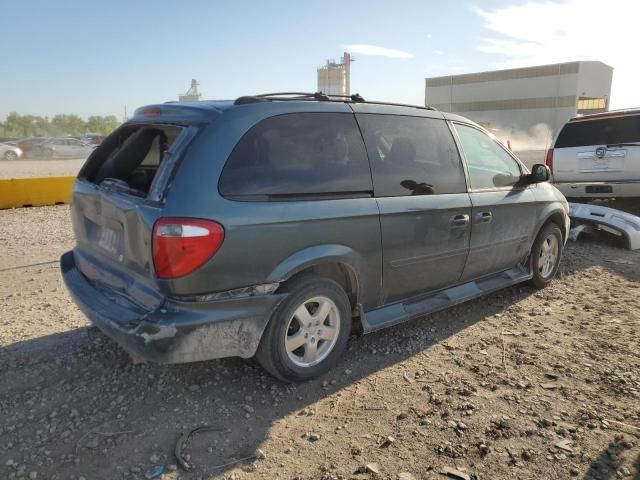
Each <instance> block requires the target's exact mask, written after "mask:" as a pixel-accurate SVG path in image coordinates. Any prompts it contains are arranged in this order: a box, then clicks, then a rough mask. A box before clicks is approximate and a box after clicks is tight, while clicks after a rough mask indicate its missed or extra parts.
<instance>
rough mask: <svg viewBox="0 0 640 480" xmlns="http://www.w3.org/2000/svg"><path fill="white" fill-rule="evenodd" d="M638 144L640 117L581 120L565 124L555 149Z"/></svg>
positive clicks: (635, 116)
mask: <svg viewBox="0 0 640 480" xmlns="http://www.w3.org/2000/svg"><path fill="white" fill-rule="evenodd" d="M637 142H640V116H639V115H636V116H629V117H613V118H602V119H599V120H581V121H577V122H570V123H567V124H565V126H564V127H563V129H562V131H561V132H560V134H559V135H558V139H557V140H556V144H555V148H566V147H582V146H585V145H618V144H620V143H637Z"/></svg>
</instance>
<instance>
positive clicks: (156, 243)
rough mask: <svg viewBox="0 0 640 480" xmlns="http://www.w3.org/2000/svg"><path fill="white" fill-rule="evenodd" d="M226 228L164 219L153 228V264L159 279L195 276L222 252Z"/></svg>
mask: <svg viewBox="0 0 640 480" xmlns="http://www.w3.org/2000/svg"><path fill="white" fill-rule="evenodd" d="M223 240H224V228H223V227H222V225H220V224H219V223H217V222H213V221H211V220H200V219H197V218H161V219H159V220H158V221H157V222H156V224H155V225H154V226H153V247H152V248H153V264H154V266H155V270H156V275H157V276H158V278H162V279H169V278H178V277H183V276H185V275H188V274H190V273H193V272H194V271H196V270H197V269H198V268H200V267H201V266H202V265H204V264H205V263H206V262H207V261H208V260H209V259H210V258H211V257H213V256H214V255H215V254H216V252H217V251H218V250H219V249H220V246H221V245H222V242H223Z"/></svg>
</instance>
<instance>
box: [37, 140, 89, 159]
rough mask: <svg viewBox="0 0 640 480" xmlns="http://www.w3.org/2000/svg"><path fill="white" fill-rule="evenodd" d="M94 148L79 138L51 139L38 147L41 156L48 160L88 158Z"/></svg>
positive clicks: (39, 153)
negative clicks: (62, 158) (88, 156)
mask: <svg viewBox="0 0 640 480" xmlns="http://www.w3.org/2000/svg"><path fill="white" fill-rule="evenodd" d="M94 148H96V146H95V145H89V144H88V143H85V142H82V141H80V140H78V139H77V138H50V139H48V140H46V141H44V142H42V143H41V144H39V145H38V150H39V154H40V155H41V156H44V157H47V158H86V157H88V156H89V155H90V154H91V152H93V150H94Z"/></svg>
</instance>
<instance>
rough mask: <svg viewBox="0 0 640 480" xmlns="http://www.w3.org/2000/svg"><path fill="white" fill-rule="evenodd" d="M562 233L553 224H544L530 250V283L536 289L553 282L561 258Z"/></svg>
mask: <svg viewBox="0 0 640 480" xmlns="http://www.w3.org/2000/svg"><path fill="white" fill-rule="evenodd" d="M562 247H563V242H562V232H561V231H560V229H559V228H558V226H557V225H556V224H555V223H548V224H546V225H545V226H544V227H543V228H542V230H540V233H538V237H537V238H536V241H535V242H534V244H533V248H532V249H531V267H532V269H533V278H532V279H531V283H532V284H533V286H534V287H536V288H544V287H546V286H547V285H549V283H551V280H553V279H554V278H555V276H556V273H557V272H558V267H559V266H560V259H561V258H562Z"/></svg>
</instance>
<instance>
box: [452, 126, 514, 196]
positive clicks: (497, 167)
mask: <svg viewBox="0 0 640 480" xmlns="http://www.w3.org/2000/svg"><path fill="white" fill-rule="evenodd" d="M456 130H457V131H458V136H459V137H460V143H461V144H462V150H463V151H464V158H465V160H466V161H467V166H468V168H469V180H470V182H471V188H473V189H474V190H476V189H495V188H503V187H512V186H514V185H515V184H516V183H518V182H519V181H520V178H521V171H520V166H519V165H518V163H517V162H516V161H515V160H514V159H513V158H511V155H509V154H508V153H507V152H506V151H505V150H504V149H503V148H502V147H501V146H500V145H499V144H498V143H497V142H496V141H495V140H494V139H493V138H491V137H490V136H489V135H487V134H486V133H484V132H482V131H480V130H478V129H477V128H473V127H469V126H467V125H460V124H458V125H456Z"/></svg>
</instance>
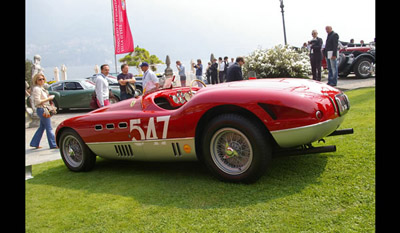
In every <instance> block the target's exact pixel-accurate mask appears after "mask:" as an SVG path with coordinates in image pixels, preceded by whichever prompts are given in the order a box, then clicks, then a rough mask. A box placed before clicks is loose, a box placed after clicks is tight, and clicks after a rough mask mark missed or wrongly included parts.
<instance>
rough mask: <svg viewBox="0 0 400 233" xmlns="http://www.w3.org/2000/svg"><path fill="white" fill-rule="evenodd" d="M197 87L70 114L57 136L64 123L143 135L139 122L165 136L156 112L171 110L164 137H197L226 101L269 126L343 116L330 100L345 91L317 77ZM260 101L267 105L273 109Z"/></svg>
mask: <svg viewBox="0 0 400 233" xmlns="http://www.w3.org/2000/svg"><path fill="white" fill-rule="evenodd" d="M193 90H195V91H197V93H196V94H195V95H194V96H193V97H192V99H191V100H190V101H188V102H186V103H184V104H175V103H174V101H173V100H172V98H171V95H176V93H177V92H178V91H181V92H182V93H186V92H189V87H177V88H172V89H164V90H160V91H156V92H153V93H150V94H147V95H145V96H141V97H139V98H135V99H128V100H124V101H121V102H119V103H116V104H112V105H109V106H106V107H103V108H100V109H97V110H94V111H92V112H89V113H87V114H84V115H81V116H77V117H73V118H70V119H67V120H65V121H63V122H62V123H61V124H60V125H59V126H58V127H57V130H56V136H57V142H58V139H59V135H60V132H61V131H62V130H63V129H64V128H72V129H74V130H75V131H76V132H78V134H79V135H80V136H81V138H82V139H83V141H84V142H85V143H94V142H118V141H132V139H134V138H135V139H136V140H140V139H143V138H142V137H141V135H140V132H139V130H132V127H133V126H137V127H140V128H141V129H142V130H143V132H144V134H145V136H146V138H149V137H151V138H154V137H157V138H158V139H163V133H164V130H165V127H164V126H165V123H166V122H163V121H158V122H157V117H160V116H170V118H169V122H168V129H167V134H166V139H172V138H191V137H195V135H196V130H203V128H198V127H197V126H198V124H199V122H200V121H201V120H202V117H204V116H205V114H207V113H209V111H213V110H215V109H216V108H220V107H227V106H228V108H221V111H223V112H225V111H228V110H227V109H233V110H235V111H236V110H237V109H242V110H243V111H242V112H245V113H246V114H252V115H253V116H256V117H257V118H258V119H259V120H260V121H261V122H262V123H263V124H264V125H265V126H266V128H267V129H268V130H269V131H270V132H273V131H277V130H285V129H292V128H297V127H304V126H308V125H313V124H317V123H319V122H323V121H327V120H331V119H334V118H337V117H339V115H338V112H337V111H335V106H334V104H335V103H334V101H332V100H334V99H335V95H337V94H340V93H341V91H339V90H337V89H335V88H333V87H330V86H328V85H326V84H323V83H321V82H317V81H313V80H305V79H293V78H278V79H258V80H248V81H239V82H231V83H223V84H218V85H213V86H207V87H206V88H201V89H200V88H198V87H193ZM159 98H164V99H165V100H168V101H169V103H170V104H171V105H172V106H174V107H178V106H179V105H181V106H180V107H179V108H177V109H174V110H166V109H163V108H161V107H159V106H158V105H157V104H156V103H155V100H158V99H159ZM229 106H231V107H233V108H229ZM262 106H266V108H267V109H268V110H269V111H270V113H268V112H267V110H266V109H265V108H263V107H262ZM336 108H337V106H336ZM222 109H224V110H222ZM317 111H321V112H322V113H323V114H322V118H321V119H318V118H317V117H316V112H317ZM271 112H272V113H271ZM219 113H220V112H218V111H214V112H213V114H219ZM221 113H222V112H221ZM225 113H226V112H225ZM132 119H140V124H135V125H132V124H131V120H132ZM151 119H152V120H151ZM158 120H160V119H158ZM150 121H153V124H154V127H155V130H156V135H154V134H152V132H153V131H151V129H149V124H150ZM112 124H113V125H112ZM96 125H97V126H99V125H101V126H102V128H103V129H102V130H99V131H98V130H95V126H96ZM107 125H108V126H110V129H108V128H107ZM120 126H121V127H120ZM147 131H150V133H149V132H147Z"/></svg>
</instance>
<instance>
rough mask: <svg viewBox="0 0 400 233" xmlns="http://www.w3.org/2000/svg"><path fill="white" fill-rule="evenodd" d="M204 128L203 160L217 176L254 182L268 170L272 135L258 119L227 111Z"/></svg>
mask: <svg viewBox="0 0 400 233" xmlns="http://www.w3.org/2000/svg"><path fill="white" fill-rule="evenodd" d="M205 130H206V131H205V133H204V136H203V140H202V142H203V146H202V151H203V160H204V162H205V164H206V166H207V167H208V168H209V169H210V170H211V172H212V173H213V174H214V175H215V176H216V177H217V178H218V179H220V180H222V181H228V182H243V183H253V182H255V181H257V180H258V179H259V178H260V177H261V176H262V175H263V174H264V172H265V171H266V170H267V166H268V164H269V161H270V160H271V156H272V150H271V142H270V136H269V134H267V132H265V131H264V129H263V127H260V125H258V124H257V123H256V122H252V121H251V120H250V119H247V118H245V117H243V116H241V115H236V114H224V115H220V116H217V117H215V118H214V119H213V120H211V122H210V123H209V124H208V126H207V127H206V129H205ZM228 141H229V142H228ZM224 144H225V145H224Z"/></svg>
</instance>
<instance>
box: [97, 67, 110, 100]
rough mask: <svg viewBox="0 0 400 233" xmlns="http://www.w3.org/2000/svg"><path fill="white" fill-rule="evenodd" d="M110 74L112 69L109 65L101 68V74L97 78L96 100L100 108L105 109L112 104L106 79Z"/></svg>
mask: <svg viewBox="0 0 400 233" xmlns="http://www.w3.org/2000/svg"><path fill="white" fill-rule="evenodd" d="M109 73H110V67H109V66H108V65H107V64H104V65H102V66H101V73H100V74H98V75H97V78H96V87H95V91H96V98H97V104H98V106H99V107H104V106H107V105H109V104H110V101H109V93H110V91H109V89H108V81H107V79H106V77H107V76H108V74H109Z"/></svg>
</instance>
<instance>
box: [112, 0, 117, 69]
mask: <svg viewBox="0 0 400 233" xmlns="http://www.w3.org/2000/svg"><path fill="white" fill-rule="evenodd" d="M113 8H114V4H113V0H111V17H112V31H113V41H114V63H115V73H118V71H117V54H116V53H115V32H114V28H115V27H114V9H113Z"/></svg>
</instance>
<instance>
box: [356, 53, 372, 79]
mask: <svg viewBox="0 0 400 233" xmlns="http://www.w3.org/2000/svg"><path fill="white" fill-rule="evenodd" d="M354 73H355V74H356V77H357V78H369V77H371V73H372V61H371V59H369V58H366V57H362V58H360V59H358V60H357V61H356V63H355V64H354Z"/></svg>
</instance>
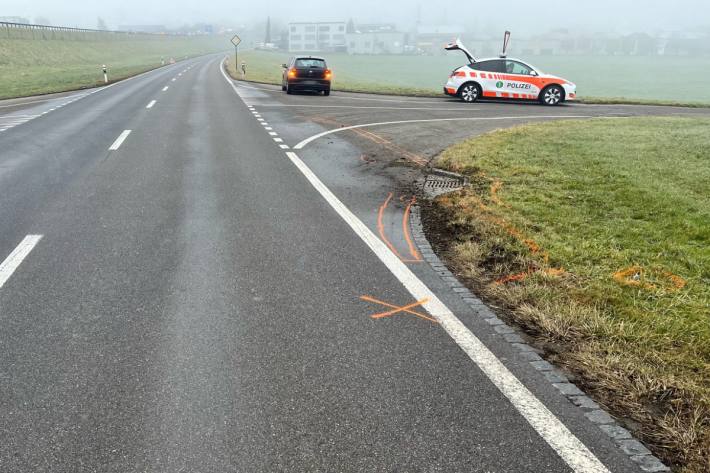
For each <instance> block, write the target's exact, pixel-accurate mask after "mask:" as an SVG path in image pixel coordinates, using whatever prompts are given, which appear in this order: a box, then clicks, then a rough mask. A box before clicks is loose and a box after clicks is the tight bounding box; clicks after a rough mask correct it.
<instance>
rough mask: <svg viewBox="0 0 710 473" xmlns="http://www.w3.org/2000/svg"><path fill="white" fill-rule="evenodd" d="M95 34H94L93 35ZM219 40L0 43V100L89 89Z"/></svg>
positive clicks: (125, 75)
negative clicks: (109, 78) (104, 64)
mask: <svg viewBox="0 0 710 473" xmlns="http://www.w3.org/2000/svg"><path fill="white" fill-rule="evenodd" d="M97 36H98V35H97ZM228 44H229V43H228V39H227V38H224V37H170V36H165V37H157V38H148V39H146V38H145V37H137V38H135V39H128V40H127V39H121V40H110V39H105V38H104V39H97V40H88V41H87V40H81V41H72V40H39V39H37V40H32V39H6V38H3V39H0V99H2V98H11V97H21V96H28V95H36V94H45V93H51V92H62V91H65V90H72V89H79V88H84V87H91V86H95V85H97V84H100V83H102V82H103V75H102V73H101V66H102V65H103V64H106V65H108V66H109V71H110V79H111V80H118V79H122V78H126V77H129V76H132V75H135V74H138V73H141V72H144V71H147V70H149V69H152V68H155V67H158V66H159V65H160V63H161V57H164V58H165V60H166V61H167V60H168V59H169V58H170V57H175V59H179V58H184V57H185V56H190V57H192V56H196V55H200V54H205V53H210V52H216V51H220V50H224V49H227V47H226V45H228Z"/></svg>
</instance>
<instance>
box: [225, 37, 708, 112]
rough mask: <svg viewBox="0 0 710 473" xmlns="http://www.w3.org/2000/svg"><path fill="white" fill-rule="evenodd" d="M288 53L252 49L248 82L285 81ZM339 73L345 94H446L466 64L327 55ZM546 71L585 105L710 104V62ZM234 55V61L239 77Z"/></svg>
mask: <svg viewBox="0 0 710 473" xmlns="http://www.w3.org/2000/svg"><path fill="white" fill-rule="evenodd" d="M290 55H291V54H290V53H288V52H269V51H254V50H246V51H240V52H239V61H240V62H241V61H242V60H243V61H245V62H246V63H247V71H248V74H247V80H251V81H255V82H263V83H268V84H280V83H281V64H282V63H284V62H287V60H288V58H289V56H290ZM322 55H323V56H325V58H326V59H327V60H328V65H329V66H330V67H331V68H332V69H333V73H334V82H333V88H334V89H335V90H341V91H351V92H369V93H387V94H398V95H421V96H435V97H440V96H442V90H443V86H444V84H445V82H446V79H447V77H448V74H449V73H450V72H451V71H452V70H453V69H454V68H456V67H459V66H461V65H463V63H464V59H463V56H462V55H461V54H456V53H448V54H444V55H441V56H413V55H410V56H404V55H402V56H394V55H392V56H390V55H381V56H370V55H360V56H358V55H348V54H344V53H324V54H322ZM523 59H529V60H530V62H531V63H532V64H533V65H535V66H537V67H540V68H541V69H542V70H543V71H545V72H547V73H550V74H555V75H558V76H562V77H564V78H566V79H569V80H571V81H572V82H575V83H576V84H577V86H578V90H579V94H580V97H581V99H582V101H588V102H593V103H600V102H601V103H630V104H652V105H682V106H697V107H701V106H704V107H708V106H710V89H709V88H708V87H707V86H706V85H705V82H706V79H705V78H706V77H708V76H710V61H698V60H697V59H696V58H690V57H681V56H677V57H674V56H658V57H647V56H533V57H530V58H523ZM233 63H234V57H233V55H232V56H231V57H230V59H229V61H228V65H229V70H230V73H231V74H232V76H233V77H234V78H236V79H239V78H241V74H236V73H235V70H234V64H233Z"/></svg>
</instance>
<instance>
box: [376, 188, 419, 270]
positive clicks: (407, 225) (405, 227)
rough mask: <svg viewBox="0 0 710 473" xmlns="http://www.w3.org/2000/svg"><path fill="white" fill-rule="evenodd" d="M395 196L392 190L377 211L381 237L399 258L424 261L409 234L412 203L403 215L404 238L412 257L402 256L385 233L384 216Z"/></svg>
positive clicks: (413, 260)
mask: <svg viewBox="0 0 710 473" xmlns="http://www.w3.org/2000/svg"><path fill="white" fill-rule="evenodd" d="M393 197H394V194H393V193H392V192H390V193H389V195H388V196H387V199H385V202H384V203H383V204H382V205H381V206H380V208H379V210H378V212H377V231H378V233H379V234H380V238H381V239H382V241H383V242H384V243H385V245H387V248H389V249H390V251H392V253H394V254H395V256H396V257H397V258H399V259H401V260H402V262H404V263H421V262H422V257H421V256H420V255H419V253H418V252H417V250H416V248H415V247H414V243H413V242H412V239H411V237H410V236H409V225H408V224H407V222H408V220H409V211H410V210H411V204H410V205H409V206H408V207H407V209H406V211H405V213H404V216H403V217H402V226H403V229H404V238H405V239H406V240H407V244H408V245H409V252H410V254H411V255H412V259H405V258H403V257H402V255H401V254H400V253H399V251H397V248H395V246H394V245H393V244H392V242H391V241H390V240H389V238H387V235H385V223H384V217H385V210H387V206H388V205H389V203H390V202H391V201H392V198H393Z"/></svg>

◆ ◆ ◆ ◆

From the opening line of the entries above to the line containing "positive clicks: (156, 243)", please transcribe each line exactly, skipping every picture.

Finished exercise →
Each <instance> block requires the target's exact mask, written after "mask:" as a pixel-accurate SVG path in image coordinates. Any prompts it contains are arranged in this order: a box, then clicks, then a rough mask. A box before clicks is approximate and a box after clicks is tight, while clicks after a rough mask indicate its missed or extra parts.
<instance>
rough mask: <svg viewBox="0 0 640 480" xmlns="http://www.w3.org/2000/svg"><path fill="white" fill-rule="evenodd" d="M638 144L640 117L581 120L565 124L555 149Z"/></svg>
positive clicks: (635, 116)
mask: <svg viewBox="0 0 640 480" xmlns="http://www.w3.org/2000/svg"><path fill="white" fill-rule="evenodd" d="M637 142H640V116H639V115H636V116H629V117H613V118H602V119H599V120H581V121H577V122H570V123H567V124H565V126H564V127H563V129H562V131H561V132H560V134H559V135H558V139H557V140H556V144H555V148H566V147H582V146H585V145H618V144H620V143H637Z"/></svg>
</instance>
<instance>
positive clicks: (156, 243)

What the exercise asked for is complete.